TEXTO

No Rancho Alegre eram criados animais para serem abatidos e servidos aos clientes?
Criávamos muitos perus, cabritos, carneiros, porcos. Havia uma horta, era uma chácara muito grande. Meu tio João e minha tia Gertrudes Garcia moravam na chácara, os animais eram cuidados por ele. O Nestor foi uma das pessoas que trabalhou por muitos anos conosco, mais tarde ele trabalhou na Tutti Bonna Massa.
Como surgiu o nome Rancho Alegre?
Minha mãe que deu esse nome, ela gostava de muita gente reunida. Aos sábados e domingos eram realizados os almoços freqüentados por muitas famílias. Nós tínhamos uma nascente de água maravilhosa na nossa chácara, meu pai servia muitos professores da ESALQ, que vinham almoçar no Rancho Alegre, a água da nascente em analise feita por eles foi considerada potável. Telefones só existiam o da Paróquia Imaculado Coração de Maria (Igreja da Paulicéia) e o nosso, que era o número Rural 20, servia a todos os moradores vizinhos.
Há quem ainda se lembre dos doces e salgados feitos no Rancho Alegre?

INFORMAÇÕES FORNECIDAS
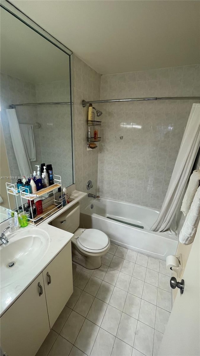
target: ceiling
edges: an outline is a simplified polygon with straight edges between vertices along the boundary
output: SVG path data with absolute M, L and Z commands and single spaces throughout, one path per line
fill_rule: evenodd
M 101 74 L 200 62 L 199 1 L 11 2 Z
M 68 54 L 1 9 L 1 72 L 36 83 L 69 78 Z

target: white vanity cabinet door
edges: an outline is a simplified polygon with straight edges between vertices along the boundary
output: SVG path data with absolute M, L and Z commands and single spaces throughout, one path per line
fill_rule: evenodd
M 43 273 L 51 328 L 73 292 L 70 241 L 43 270 Z
M 40 283 L 43 289 L 40 296 Z M 1 347 L 9 356 L 35 356 L 50 331 L 42 273 L 0 319 Z

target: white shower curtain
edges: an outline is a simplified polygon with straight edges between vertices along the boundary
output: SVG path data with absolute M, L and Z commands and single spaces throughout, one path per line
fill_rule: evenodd
M 15 109 L 7 109 L 6 114 L 14 151 L 21 176 L 28 177 L 32 169 L 28 153 L 23 143 Z
M 169 229 L 191 173 L 200 146 L 200 104 L 193 104 L 168 189 L 152 231 Z

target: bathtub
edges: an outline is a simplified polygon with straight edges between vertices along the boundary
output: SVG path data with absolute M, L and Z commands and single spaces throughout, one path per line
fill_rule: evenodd
M 104 198 L 88 201 L 81 210 L 81 227 L 101 230 L 111 242 L 163 261 L 175 254 L 178 241 L 175 235 L 150 231 L 158 210 Z

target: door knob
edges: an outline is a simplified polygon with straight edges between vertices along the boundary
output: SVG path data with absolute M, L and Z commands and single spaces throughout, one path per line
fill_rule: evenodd
M 180 282 L 177 282 L 175 277 L 172 277 L 170 279 L 170 287 L 172 289 L 175 289 L 176 287 L 179 288 L 181 294 L 183 294 L 183 293 L 184 286 L 184 279 L 181 279 Z

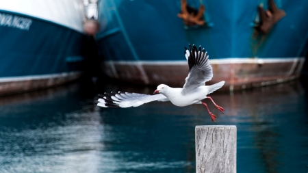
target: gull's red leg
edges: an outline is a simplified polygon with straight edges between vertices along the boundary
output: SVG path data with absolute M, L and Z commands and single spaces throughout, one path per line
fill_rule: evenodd
M 213 99 L 211 99 L 211 98 L 210 96 L 207 96 L 207 98 L 211 99 L 211 101 L 213 102 L 213 103 L 215 105 L 215 106 L 217 107 L 217 109 L 218 109 L 222 114 L 224 114 L 224 109 L 223 109 L 222 107 L 217 105 L 216 103 L 215 103 L 215 102 L 214 102 Z
M 213 114 L 213 113 L 211 113 L 211 111 L 209 111 L 209 107 L 207 107 L 207 105 L 205 103 L 202 102 L 202 104 L 207 107 L 207 111 L 209 111 L 209 116 L 211 116 L 211 121 L 215 122 L 215 118 L 217 116 L 215 116 L 214 114 Z

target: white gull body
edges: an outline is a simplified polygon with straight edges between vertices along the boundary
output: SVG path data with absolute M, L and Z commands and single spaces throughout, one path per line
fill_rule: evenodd
M 103 107 L 138 107 L 151 101 L 170 101 L 178 107 L 184 107 L 192 104 L 203 104 L 209 111 L 213 122 L 215 122 L 216 116 L 209 111 L 207 105 L 201 102 L 205 98 L 209 98 L 215 106 L 222 112 L 224 109 L 217 105 L 213 99 L 207 95 L 222 87 L 224 81 L 220 81 L 211 85 L 205 85 L 205 82 L 213 77 L 213 70 L 209 63 L 209 56 L 198 50 L 194 45 L 190 45 L 189 51 L 185 49 L 185 55 L 188 62 L 190 72 L 185 79 L 185 83 L 183 88 L 173 88 L 164 84 L 157 86 L 154 92 L 155 95 L 142 94 L 127 92 L 111 92 L 99 94 L 101 97 L 98 100 L 97 105 Z

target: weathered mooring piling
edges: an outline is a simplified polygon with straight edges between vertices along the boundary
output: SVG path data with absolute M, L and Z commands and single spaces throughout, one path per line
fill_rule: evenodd
M 236 172 L 236 126 L 196 127 L 196 173 Z

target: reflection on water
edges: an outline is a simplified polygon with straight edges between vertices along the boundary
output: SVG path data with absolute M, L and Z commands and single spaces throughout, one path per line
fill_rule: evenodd
M 194 172 L 194 127 L 238 127 L 238 172 L 308 172 L 308 94 L 298 81 L 211 94 L 202 105 L 95 105 L 79 83 L 0 98 L 0 172 Z M 105 84 L 100 92 L 153 93 Z

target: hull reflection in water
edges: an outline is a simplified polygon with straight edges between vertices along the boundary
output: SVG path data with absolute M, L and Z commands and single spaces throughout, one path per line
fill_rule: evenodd
M 0 172 L 194 172 L 194 127 L 238 127 L 238 172 L 308 171 L 308 94 L 298 81 L 214 93 L 202 105 L 101 109 L 79 84 L 0 98 Z M 81 85 L 83 86 L 83 85 Z M 100 87 L 151 94 L 155 88 Z M 216 112 L 217 111 L 217 112 Z

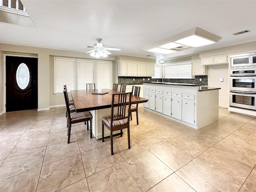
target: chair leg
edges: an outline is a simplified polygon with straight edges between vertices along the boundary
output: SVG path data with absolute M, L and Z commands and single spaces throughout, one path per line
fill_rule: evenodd
M 114 155 L 114 149 L 113 148 L 113 132 L 110 131 L 110 145 L 111 146 L 111 155 Z
M 138 115 L 138 110 L 136 111 L 136 118 L 137 118 L 137 124 L 139 124 L 139 116 Z
M 102 142 L 104 142 L 104 124 L 102 123 Z
M 68 124 L 68 143 L 70 142 L 70 133 L 71 132 L 71 121 L 69 121 Z
M 92 138 L 92 119 L 90 119 L 90 134 L 91 139 Z
M 127 128 L 127 134 L 128 136 L 128 148 L 131 148 L 131 141 L 130 138 L 130 128 Z

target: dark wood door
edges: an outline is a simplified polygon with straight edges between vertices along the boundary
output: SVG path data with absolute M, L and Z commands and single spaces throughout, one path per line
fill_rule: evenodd
M 37 109 L 38 58 L 6 56 L 6 111 Z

INSTRUÇÃO 1
Explique, com base no texto sobre o Rancho Alegre, por que o lugar recebeu esse nome.
INSTRUÇÃO 2
Por favor, reescreva tudo desde "Minha mãe que" até "os moradores vizinhos." no texto sobre o Rancho Alegre, trocando "nascente" por "fonte".

RESULTADO 1
O nome foi dado pela mãe de quem conta a história, porque ela gostava de ter muita gente reunida.

RESULTADO 2
Minha mãe que deu esse nome, ela gostava de muita gente reunida. Aos sábados e domingos eram realizados os almoços freqüentados por muitas famílias. Nós tínhamos uma fonte de água maravilhosa na nossa chácara, meu pai servia muitos professores da ESALQ, que vinham almoçar no Rancho Alegre, a água da fonte em analise feita por eles foi considerada potável. Telefones só existiam o da Paróquia Imaculado Coração de Maria (Igreja da Paulicéia) e o nosso, que era o número Rural 20, servia a todos os moradores vizinhos.